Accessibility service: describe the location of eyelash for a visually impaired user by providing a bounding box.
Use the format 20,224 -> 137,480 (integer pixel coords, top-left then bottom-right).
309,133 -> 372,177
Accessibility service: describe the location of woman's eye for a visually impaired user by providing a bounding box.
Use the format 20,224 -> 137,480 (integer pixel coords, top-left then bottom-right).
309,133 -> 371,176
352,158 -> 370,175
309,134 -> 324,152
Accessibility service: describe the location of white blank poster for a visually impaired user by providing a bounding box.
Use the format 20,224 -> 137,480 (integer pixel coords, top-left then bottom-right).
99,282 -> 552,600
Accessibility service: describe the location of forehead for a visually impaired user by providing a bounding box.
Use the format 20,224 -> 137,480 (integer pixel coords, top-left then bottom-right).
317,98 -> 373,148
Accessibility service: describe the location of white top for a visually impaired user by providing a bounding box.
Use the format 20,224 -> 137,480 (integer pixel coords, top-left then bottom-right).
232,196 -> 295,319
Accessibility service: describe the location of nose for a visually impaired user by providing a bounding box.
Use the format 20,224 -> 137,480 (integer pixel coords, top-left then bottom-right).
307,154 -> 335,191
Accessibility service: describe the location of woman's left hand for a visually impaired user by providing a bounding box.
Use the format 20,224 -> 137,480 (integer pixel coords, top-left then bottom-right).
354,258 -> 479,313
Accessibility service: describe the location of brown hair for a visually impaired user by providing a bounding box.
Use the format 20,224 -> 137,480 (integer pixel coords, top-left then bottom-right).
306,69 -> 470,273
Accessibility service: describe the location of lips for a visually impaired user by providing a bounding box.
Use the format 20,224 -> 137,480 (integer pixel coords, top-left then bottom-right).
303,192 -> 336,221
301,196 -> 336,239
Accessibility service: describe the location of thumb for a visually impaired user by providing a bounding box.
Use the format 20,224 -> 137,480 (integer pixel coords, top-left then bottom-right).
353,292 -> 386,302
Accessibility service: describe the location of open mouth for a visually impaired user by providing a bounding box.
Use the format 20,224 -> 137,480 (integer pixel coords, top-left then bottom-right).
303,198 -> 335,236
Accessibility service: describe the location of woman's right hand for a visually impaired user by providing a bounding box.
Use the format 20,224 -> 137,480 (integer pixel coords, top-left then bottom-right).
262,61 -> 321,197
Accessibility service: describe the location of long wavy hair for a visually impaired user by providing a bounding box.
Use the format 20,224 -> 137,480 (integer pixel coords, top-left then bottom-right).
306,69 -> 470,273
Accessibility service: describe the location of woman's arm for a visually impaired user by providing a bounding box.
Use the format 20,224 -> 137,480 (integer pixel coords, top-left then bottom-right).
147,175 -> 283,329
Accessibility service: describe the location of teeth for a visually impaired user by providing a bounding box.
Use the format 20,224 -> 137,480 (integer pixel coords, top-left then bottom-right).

▶ _Instruction_
Rewrite the records from the line with "Accessibility service: describe the location of white top" through the line with "232,196 -> 295,319", replacing "white top" with "white blouse" and leaving everything else as it stands.

▶ _Final result_
Accessibility service: describe the location of white blouse for a visually impaired user by providing a bounding box.
Use the format 20,224 -> 137,480 (integer pixel coords, top-left then bottom-right).
232,196 -> 295,319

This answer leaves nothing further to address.